§ **SHORT PROBLEM**: What is needed is the run of lines from the one with "archway shown in this photo." through the close of the data, set down exactly.

§ **GIVEN DATA**:
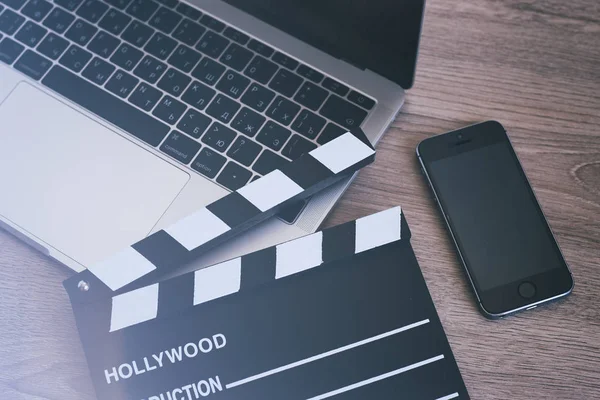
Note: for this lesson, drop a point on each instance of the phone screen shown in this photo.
(494, 216)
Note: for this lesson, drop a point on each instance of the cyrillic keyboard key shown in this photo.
(208, 162)
(234, 176)
(53, 46)
(33, 65)
(343, 112)
(98, 71)
(10, 50)
(145, 96)
(285, 82)
(244, 151)
(361, 100)
(335, 86)
(194, 123)
(297, 146)
(310, 73)
(121, 84)
(180, 147)
(219, 137)
(105, 105)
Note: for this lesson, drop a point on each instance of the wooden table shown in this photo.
(534, 65)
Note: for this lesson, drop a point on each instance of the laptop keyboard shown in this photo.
(228, 106)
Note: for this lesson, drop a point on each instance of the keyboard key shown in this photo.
(33, 65)
(142, 9)
(114, 22)
(150, 69)
(30, 34)
(261, 69)
(335, 86)
(121, 84)
(189, 11)
(310, 73)
(212, 44)
(184, 58)
(145, 96)
(10, 50)
(194, 123)
(233, 84)
(330, 132)
(244, 151)
(137, 34)
(283, 110)
(98, 71)
(92, 10)
(160, 46)
(223, 108)
(342, 112)
(10, 21)
(308, 124)
(219, 137)
(180, 147)
(311, 96)
(169, 110)
(105, 105)
(296, 147)
(81, 32)
(285, 82)
(208, 71)
(247, 122)
(208, 163)
(212, 23)
(37, 9)
(258, 97)
(284, 60)
(53, 46)
(120, 4)
(236, 35)
(234, 176)
(198, 95)
(361, 100)
(260, 48)
(174, 82)
(70, 5)
(273, 135)
(165, 20)
(75, 58)
(126, 56)
(268, 162)
(236, 57)
(103, 44)
(189, 32)
(58, 20)
(16, 4)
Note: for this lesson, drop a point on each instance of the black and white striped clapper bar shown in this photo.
(344, 311)
(166, 250)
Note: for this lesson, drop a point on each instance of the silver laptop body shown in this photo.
(78, 186)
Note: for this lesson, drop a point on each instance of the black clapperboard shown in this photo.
(343, 314)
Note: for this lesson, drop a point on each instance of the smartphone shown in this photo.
(500, 232)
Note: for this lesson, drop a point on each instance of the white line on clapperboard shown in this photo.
(340, 350)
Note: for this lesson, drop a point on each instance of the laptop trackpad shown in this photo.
(74, 184)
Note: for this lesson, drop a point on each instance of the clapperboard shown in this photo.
(343, 314)
(167, 250)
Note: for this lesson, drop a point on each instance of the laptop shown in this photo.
(119, 117)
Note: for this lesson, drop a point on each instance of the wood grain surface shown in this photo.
(534, 65)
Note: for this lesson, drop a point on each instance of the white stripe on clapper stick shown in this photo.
(377, 378)
(327, 354)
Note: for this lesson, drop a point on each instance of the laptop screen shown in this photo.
(379, 35)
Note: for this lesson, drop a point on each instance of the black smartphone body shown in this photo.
(500, 232)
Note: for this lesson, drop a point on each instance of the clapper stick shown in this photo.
(166, 250)
(175, 295)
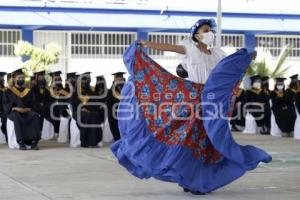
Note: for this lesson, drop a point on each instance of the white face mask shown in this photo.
(257, 85)
(280, 87)
(208, 38)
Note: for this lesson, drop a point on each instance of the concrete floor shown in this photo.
(61, 173)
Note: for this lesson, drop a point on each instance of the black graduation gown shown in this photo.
(297, 100)
(238, 118)
(2, 113)
(259, 96)
(26, 124)
(61, 99)
(43, 101)
(284, 113)
(89, 136)
(112, 100)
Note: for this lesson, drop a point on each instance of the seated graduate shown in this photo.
(9, 80)
(61, 100)
(292, 90)
(32, 82)
(87, 115)
(18, 103)
(113, 99)
(70, 83)
(297, 98)
(256, 98)
(43, 99)
(2, 114)
(238, 119)
(285, 115)
(102, 92)
(265, 85)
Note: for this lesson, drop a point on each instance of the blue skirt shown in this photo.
(177, 131)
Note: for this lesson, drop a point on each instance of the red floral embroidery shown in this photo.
(169, 105)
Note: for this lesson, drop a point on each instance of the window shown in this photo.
(170, 38)
(275, 43)
(232, 40)
(8, 38)
(228, 40)
(100, 44)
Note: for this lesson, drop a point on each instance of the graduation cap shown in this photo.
(18, 72)
(8, 76)
(100, 78)
(265, 78)
(40, 73)
(280, 79)
(56, 73)
(294, 77)
(254, 78)
(118, 74)
(71, 75)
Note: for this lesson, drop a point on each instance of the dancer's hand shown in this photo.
(203, 47)
(145, 44)
(254, 55)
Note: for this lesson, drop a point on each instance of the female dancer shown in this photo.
(172, 129)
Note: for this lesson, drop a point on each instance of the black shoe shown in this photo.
(34, 147)
(197, 193)
(186, 190)
(193, 192)
(22, 147)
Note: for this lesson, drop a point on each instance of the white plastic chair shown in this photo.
(297, 126)
(275, 130)
(250, 124)
(74, 135)
(47, 130)
(2, 136)
(11, 135)
(63, 136)
(107, 135)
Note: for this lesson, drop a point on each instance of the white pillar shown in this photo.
(219, 24)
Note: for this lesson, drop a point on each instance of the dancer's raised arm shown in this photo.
(173, 48)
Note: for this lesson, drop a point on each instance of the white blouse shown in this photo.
(198, 64)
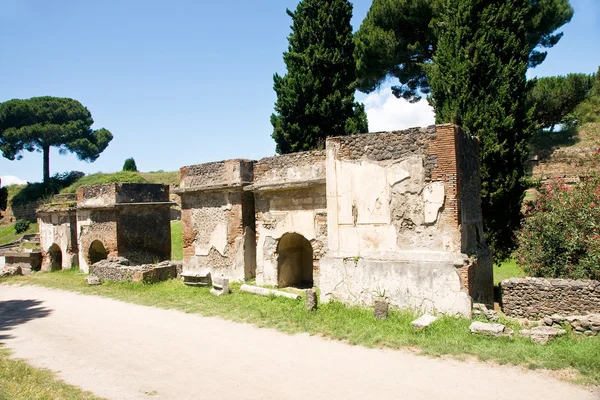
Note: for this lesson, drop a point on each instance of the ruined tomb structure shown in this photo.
(392, 213)
(218, 220)
(128, 220)
(291, 218)
(404, 221)
(57, 222)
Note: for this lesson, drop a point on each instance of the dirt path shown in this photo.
(125, 351)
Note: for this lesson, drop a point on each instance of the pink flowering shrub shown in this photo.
(560, 237)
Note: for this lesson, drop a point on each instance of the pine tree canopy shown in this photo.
(315, 98)
(398, 39)
(39, 123)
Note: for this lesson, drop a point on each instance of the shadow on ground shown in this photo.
(17, 312)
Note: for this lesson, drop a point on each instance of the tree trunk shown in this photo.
(46, 152)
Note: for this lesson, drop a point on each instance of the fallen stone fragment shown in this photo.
(268, 292)
(220, 286)
(493, 330)
(542, 334)
(380, 308)
(92, 280)
(10, 271)
(423, 321)
(311, 300)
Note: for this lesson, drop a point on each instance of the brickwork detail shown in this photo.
(536, 298)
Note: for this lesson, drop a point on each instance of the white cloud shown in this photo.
(8, 180)
(388, 113)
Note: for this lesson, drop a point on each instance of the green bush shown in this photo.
(561, 236)
(21, 226)
(129, 165)
(35, 191)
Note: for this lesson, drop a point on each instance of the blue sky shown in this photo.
(185, 82)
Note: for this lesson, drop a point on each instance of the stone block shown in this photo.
(423, 321)
(380, 308)
(220, 286)
(542, 334)
(200, 278)
(493, 330)
(92, 280)
(311, 300)
(268, 292)
(11, 270)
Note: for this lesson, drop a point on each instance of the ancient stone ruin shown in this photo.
(128, 220)
(393, 214)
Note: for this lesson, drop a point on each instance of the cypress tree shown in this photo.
(478, 81)
(315, 99)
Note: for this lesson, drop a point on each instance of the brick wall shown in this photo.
(535, 298)
(443, 148)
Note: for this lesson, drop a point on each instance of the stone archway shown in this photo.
(97, 252)
(55, 257)
(294, 261)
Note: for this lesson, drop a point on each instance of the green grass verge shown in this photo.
(166, 178)
(20, 381)
(176, 241)
(101, 178)
(354, 325)
(7, 233)
(506, 270)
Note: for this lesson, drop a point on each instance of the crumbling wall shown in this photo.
(144, 233)
(536, 298)
(394, 211)
(57, 224)
(128, 219)
(392, 192)
(218, 219)
(477, 273)
(95, 225)
(217, 234)
(58, 228)
(289, 191)
(302, 211)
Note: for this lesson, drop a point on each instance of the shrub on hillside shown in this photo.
(129, 165)
(21, 226)
(560, 238)
(35, 191)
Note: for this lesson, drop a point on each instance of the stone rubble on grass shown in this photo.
(220, 286)
(119, 269)
(311, 300)
(542, 334)
(423, 321)
(588, 325)
(481, 309)
(493, 330)
(268, 292)
(92, 280)
(10, 271)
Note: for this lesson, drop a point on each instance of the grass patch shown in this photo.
(166, 178)
(176, 241)
(20, 381)
(584, 136)
(7, 233)
(354, 325)
(101, 178)
(506, 270)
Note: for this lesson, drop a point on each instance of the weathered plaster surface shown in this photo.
(58, 228)
(395, 206)
(427, 286)
(129, 219)
(218, 233)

§ **FULL ANSWER**:
Note: for this lesson, drop a point on each instance of the stone archway shown in this photo.
(97, 252)
(55, 257)
(294, 261)
Note: for this lesson, drop a point on each instance of the green grass verge shown in this photo.
(166, 178)
(20, 381)
(176, 241)
(101, 178)
(354, 325)
(7, 233)
(506, 270)
Note: for this lesson, drop a point on each instance of the crumbling wall shown in this photo.
(144, 233)
(536, 298)
(394, 211)
(57, 224)
(128, 219)
(392, 192)
(218, 219)
(477, 273)
(95, 225)
(217, 234)
(58, 228)
(289, 191)
(302, 211)
Note: for this lesson, drop a point on each instance of the shrub on hillside shown in this photo.
(129, 165)
(21, 226)
(560, 238)
(35, 191)
Note: for this lesson, drop a point on each instance of the stone rubble on grass shown in this photo.
(220, 286)
(119, 269)
(311, 300)
(542, 334)
(423, 321)
(588, 325)
(481, 309)
(493, 330)
(268, 292)
(92, 280)
(10, 271)
Note: for this lesson, drop a point on each instance of the grass patch shown in this photo.
(166, 178)
(176, 241)
(20, 381)
(584, 136)
(7, 233)
(354, 325)
(101, 178)
(506, 270)
Note: for this lesson, drop a point on each instance of the weathered plaster surface shown in this photo.
(58, 228)
(395, 206)
(427, 286)
(129, 219)
(218, 233)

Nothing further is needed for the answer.